--- Begin Dataset extract ---

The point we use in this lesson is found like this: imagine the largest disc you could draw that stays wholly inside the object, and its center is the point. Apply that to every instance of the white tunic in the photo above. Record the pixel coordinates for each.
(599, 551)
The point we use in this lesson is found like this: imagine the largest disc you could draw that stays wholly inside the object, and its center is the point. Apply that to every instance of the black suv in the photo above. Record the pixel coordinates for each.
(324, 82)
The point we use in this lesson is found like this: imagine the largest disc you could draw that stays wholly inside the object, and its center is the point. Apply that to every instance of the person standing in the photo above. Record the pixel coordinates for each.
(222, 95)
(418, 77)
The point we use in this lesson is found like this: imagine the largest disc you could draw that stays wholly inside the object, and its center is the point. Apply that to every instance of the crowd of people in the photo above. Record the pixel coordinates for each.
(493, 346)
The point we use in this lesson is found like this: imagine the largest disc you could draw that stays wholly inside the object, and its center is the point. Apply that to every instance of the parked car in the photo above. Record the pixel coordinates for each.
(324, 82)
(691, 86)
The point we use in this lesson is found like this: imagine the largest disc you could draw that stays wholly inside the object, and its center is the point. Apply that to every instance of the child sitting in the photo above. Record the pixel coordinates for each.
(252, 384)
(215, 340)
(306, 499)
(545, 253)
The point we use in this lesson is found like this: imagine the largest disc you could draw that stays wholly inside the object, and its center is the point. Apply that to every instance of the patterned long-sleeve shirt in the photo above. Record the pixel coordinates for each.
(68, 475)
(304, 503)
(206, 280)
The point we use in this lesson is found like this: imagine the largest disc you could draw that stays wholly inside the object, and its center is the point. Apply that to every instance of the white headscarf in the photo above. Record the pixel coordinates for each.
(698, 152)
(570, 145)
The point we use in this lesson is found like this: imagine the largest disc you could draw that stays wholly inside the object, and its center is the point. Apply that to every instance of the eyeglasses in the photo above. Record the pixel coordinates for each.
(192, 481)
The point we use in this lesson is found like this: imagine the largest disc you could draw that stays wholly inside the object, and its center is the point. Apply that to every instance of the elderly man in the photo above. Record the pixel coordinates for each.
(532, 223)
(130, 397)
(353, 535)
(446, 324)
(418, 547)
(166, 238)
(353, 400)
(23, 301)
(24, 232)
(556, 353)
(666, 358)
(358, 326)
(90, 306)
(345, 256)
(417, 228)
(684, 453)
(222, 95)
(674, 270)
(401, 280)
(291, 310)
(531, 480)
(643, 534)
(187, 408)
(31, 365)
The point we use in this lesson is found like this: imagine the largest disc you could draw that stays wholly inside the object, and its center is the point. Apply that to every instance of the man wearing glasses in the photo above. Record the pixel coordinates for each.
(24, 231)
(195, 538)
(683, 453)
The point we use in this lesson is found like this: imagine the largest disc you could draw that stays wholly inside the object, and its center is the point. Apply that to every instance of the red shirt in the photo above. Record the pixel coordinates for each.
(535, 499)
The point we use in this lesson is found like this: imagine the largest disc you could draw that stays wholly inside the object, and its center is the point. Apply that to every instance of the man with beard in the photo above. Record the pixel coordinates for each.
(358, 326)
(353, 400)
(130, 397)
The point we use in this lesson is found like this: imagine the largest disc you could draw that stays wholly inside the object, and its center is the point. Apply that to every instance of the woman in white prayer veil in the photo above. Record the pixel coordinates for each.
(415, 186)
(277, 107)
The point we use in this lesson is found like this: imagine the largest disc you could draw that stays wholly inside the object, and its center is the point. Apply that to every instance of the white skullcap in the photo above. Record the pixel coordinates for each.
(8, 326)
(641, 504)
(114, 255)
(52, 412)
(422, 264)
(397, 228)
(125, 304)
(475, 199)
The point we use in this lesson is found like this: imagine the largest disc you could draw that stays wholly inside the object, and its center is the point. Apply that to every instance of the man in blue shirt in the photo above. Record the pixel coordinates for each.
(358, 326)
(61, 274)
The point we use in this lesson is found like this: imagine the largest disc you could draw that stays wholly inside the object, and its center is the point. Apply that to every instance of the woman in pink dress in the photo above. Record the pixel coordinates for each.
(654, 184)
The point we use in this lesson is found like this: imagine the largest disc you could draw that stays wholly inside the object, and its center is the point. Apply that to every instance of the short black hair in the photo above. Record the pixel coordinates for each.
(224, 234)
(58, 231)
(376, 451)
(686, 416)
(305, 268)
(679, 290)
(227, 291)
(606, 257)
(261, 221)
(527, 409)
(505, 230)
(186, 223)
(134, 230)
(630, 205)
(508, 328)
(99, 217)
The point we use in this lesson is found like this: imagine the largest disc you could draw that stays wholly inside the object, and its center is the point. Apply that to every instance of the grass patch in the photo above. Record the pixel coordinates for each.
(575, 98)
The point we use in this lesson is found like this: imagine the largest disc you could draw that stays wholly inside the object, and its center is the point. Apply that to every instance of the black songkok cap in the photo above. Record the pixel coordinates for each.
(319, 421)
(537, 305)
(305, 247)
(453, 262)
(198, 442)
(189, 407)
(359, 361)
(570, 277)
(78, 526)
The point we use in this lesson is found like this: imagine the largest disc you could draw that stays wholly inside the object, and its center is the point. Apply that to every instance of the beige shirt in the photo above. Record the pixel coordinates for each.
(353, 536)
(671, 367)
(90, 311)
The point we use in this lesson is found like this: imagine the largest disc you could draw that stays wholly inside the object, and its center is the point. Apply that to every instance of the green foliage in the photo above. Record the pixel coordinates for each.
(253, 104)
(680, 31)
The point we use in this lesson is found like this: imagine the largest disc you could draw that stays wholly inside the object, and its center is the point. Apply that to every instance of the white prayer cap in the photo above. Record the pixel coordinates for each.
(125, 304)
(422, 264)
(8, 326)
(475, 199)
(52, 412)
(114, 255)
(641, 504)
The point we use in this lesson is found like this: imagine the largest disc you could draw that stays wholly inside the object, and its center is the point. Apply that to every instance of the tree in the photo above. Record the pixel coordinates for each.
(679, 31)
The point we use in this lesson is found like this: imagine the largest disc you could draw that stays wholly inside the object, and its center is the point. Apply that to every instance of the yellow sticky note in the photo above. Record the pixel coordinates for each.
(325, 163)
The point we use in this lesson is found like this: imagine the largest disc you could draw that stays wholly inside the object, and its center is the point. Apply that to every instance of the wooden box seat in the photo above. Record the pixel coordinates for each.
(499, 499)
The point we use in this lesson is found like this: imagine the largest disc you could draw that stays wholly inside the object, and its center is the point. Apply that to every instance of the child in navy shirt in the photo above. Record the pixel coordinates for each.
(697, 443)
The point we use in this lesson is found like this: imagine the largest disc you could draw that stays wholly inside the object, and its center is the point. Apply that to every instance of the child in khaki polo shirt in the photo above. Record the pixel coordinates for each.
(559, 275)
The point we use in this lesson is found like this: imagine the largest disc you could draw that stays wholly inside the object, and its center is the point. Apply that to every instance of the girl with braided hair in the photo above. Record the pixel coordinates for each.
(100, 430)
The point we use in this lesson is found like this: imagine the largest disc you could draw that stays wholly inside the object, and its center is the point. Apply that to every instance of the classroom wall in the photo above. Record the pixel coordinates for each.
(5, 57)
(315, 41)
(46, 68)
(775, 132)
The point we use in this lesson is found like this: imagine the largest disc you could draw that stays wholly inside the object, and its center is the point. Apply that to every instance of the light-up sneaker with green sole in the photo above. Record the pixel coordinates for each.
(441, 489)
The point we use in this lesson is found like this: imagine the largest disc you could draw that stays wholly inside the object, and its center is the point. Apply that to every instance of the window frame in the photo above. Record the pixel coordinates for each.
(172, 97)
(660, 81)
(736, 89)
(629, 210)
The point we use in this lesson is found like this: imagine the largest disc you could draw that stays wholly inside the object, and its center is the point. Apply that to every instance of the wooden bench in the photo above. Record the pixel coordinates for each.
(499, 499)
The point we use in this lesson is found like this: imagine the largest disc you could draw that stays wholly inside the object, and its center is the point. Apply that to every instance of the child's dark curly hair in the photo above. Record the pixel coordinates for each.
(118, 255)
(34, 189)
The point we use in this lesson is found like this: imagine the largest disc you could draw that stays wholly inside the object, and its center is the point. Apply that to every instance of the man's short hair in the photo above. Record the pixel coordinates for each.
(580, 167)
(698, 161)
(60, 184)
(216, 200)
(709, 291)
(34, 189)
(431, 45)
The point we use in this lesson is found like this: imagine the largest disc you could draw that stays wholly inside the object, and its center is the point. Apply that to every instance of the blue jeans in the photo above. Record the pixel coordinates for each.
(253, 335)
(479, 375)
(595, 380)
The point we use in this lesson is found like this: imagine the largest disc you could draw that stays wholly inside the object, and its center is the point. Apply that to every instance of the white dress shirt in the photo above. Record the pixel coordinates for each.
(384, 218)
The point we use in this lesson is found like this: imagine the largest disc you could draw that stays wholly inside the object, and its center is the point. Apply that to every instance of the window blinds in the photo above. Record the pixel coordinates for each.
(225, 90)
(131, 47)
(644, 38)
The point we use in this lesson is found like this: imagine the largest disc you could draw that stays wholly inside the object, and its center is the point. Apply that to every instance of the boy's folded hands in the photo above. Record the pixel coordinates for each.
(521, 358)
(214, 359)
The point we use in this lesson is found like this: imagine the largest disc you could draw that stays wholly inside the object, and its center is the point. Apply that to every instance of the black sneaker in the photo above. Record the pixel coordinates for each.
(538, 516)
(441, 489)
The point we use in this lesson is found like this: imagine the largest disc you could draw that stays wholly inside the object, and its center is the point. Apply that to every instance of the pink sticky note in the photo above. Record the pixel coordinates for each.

--- End Dataset extract ---

* _Exercise task_
Each line from the one containing "of the boy's" to the end of the listing above should be copied exactly, and nothing else.

* _Solution_
The point we use in this lesson is found like this: imagine the largest disc you could draw that stays wholly inside the object, and its center is the point. Apply that to every instance of the boy's folded hands in the photo above. Record the pixel coordinates for each.
(521, 358)
(214, 359)
The point we use in this lesson is found like this: imagine the largest disc you could draw that stays wholly inside the object, and its center is the point. Apply that to every instance of the black sneaker in the photo above. Record the pixel coordinates for each.
(538, 516)
(441, 489)
The point we use in this lesson is found like this: imagine the largest disc you could draw that stays wholly inside the object, and its center is the point. Apply that to every instance of the pink sticky note in the photo above. Record the pixel coordinates for each.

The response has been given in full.